───── READING PASSAGE

Grand Slam doubles results
- US Open: F (1907, 1910, 1911)

= Herbert M. Tilden =

American tennis player

Herbert Marmaduke Tilden (November 2, 1885 – September 22, 1915) was an American tennis player, and elder brother of tennis champion Bill Tilden.

==Career==
Tilden reached the final of the mixed doubles competition at the U.S. National Championships three times: in 1907, 1910, and 1911. In 1907, he partnered with Natalie Wildey and lost the final against May Sayers and Californian Wallace Johnson in two straight sets. In 1910, he teamed with Natalie's sister Edna and lost in two sets to Hazel Hotchkiss Wightman and Joseph Carpenter, Jr. His last mixed doubles came a year later, in 1911, again with Edna Wildey and they lost in two sets, this time to Hazel Hotchkiss Wightman and Wallace Johnson.

──────────
───── RECORDS PROVIDED

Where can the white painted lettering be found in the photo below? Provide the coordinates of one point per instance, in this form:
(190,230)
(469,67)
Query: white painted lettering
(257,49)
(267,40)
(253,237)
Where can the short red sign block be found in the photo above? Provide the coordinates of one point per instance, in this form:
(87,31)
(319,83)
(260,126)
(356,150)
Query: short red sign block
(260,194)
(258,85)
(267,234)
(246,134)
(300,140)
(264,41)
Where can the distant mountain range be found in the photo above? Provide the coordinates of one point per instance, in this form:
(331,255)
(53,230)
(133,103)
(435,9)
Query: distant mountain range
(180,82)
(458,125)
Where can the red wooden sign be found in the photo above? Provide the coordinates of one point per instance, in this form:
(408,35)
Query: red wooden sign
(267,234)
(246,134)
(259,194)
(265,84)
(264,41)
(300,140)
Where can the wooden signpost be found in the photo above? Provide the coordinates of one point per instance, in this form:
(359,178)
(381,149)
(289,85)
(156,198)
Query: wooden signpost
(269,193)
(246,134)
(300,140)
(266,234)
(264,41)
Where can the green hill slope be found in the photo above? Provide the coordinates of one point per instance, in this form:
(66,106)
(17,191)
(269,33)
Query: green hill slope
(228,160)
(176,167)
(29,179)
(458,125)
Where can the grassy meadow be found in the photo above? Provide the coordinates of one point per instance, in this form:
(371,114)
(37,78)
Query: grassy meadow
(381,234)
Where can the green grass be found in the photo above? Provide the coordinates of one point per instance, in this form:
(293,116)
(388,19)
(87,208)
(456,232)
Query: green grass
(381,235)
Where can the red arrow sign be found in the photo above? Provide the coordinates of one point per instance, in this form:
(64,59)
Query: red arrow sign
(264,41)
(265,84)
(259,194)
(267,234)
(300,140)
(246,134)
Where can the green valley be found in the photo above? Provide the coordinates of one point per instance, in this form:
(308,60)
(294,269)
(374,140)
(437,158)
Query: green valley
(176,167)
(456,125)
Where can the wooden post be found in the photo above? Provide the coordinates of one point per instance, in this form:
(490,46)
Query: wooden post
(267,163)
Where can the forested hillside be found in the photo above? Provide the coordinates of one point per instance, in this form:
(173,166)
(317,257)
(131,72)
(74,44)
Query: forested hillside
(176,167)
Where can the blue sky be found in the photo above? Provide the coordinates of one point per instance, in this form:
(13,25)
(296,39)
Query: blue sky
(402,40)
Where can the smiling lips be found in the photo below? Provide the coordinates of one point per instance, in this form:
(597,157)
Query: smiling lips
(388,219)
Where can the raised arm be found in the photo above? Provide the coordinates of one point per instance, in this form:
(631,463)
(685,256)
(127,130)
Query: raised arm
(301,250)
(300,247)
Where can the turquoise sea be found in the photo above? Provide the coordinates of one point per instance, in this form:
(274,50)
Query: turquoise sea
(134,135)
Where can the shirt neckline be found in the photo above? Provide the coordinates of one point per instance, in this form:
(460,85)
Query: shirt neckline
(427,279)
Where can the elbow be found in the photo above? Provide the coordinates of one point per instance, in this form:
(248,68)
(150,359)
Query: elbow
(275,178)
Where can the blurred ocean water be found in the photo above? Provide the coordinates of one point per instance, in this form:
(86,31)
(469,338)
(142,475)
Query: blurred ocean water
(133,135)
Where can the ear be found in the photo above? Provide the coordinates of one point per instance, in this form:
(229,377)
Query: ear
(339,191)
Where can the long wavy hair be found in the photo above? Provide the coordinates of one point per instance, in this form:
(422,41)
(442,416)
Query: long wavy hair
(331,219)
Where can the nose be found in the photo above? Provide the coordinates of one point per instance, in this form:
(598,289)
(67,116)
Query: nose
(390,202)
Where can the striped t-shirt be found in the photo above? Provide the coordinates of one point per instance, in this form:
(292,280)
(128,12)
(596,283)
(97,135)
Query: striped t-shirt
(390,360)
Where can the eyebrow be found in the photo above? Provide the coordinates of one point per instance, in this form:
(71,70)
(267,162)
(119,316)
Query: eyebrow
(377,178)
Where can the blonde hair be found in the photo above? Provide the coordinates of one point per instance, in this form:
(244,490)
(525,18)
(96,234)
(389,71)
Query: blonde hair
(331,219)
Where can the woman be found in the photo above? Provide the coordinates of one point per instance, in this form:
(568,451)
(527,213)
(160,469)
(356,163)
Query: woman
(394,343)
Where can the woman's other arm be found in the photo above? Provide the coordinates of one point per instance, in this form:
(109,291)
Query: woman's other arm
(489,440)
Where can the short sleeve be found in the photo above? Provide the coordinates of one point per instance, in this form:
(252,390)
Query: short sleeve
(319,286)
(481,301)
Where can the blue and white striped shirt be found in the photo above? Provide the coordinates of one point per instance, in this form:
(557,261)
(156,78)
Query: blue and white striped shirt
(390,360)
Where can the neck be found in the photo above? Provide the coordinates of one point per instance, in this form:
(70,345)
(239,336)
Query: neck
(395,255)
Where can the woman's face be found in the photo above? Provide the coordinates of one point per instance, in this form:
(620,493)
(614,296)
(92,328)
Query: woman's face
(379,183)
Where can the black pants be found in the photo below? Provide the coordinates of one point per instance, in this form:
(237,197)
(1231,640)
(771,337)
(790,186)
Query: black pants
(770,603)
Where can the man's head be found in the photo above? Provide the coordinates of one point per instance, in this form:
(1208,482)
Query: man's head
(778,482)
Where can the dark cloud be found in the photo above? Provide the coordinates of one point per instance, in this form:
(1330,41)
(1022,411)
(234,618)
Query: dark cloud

──────────

◆ **INSTRUCTIONS**:
A. Output the stretch of the passage on Herbert M. Tilden from "Grand Slam doubles" through "and Wallace Johnson.", copied word for word.
B. Pick up the passage on Herbert M. Tilden after its last sentence and continue it.

◆ **ANSWERS IN ORDER**:
A.
Grand Slam doubles results
- US Open: F (1907, 1910, 1911)

= Herbert M. Tilden =

American tennis player

Herbert Marmaduke Tilden (November 2, 1885 – September 22, 1915) was an American tennis player, and elder brother of tennis champion Bill Tilden.

==Career==
Tilden reached the final of the mixed doubles competition at the U.S. National Championships three times: in 1907, 1910, and 1911. In 1907, he partnered with Natalie Wildey and lost the final against May Sayers and Californian Wallace Johnson in two straight sets. In 1910, he teamed with Natalie's sister Edna and lost in two sets to Hazel Hotchkiss Wightman and Joseph Carpenter, Jr. His last mixed doubles came a year later, in 1911, again with Edna Wildey and they lost in two sets, this time to Hazel Hotchkiss Wightman and Wallace Johnson.

B.
Tilden won the NCAA Collegiate doubles tennis title in 1908 with Alexander Thayer playing for Penn State University. The final required eight sets, the match was postponed at 6–6 in the fifth set due to darkness and was replayed 6–2, 5–7, 8–6, 5–7, 6–6—unfinished, 6–4, 6–3, 6–4. Tilden won the Delaware State doubles title in 1913 together with Alexander Thayer, beating George Church and A.M. Kidder in the final of the All-Comers tournament and F.C. Inman and A. Holmes in the challenge round.

Tilden was the older brother of multiple Grand Slam tournament winner Bill Tilden. Herbert Tilden died on September 22, 1915, from pneumonia.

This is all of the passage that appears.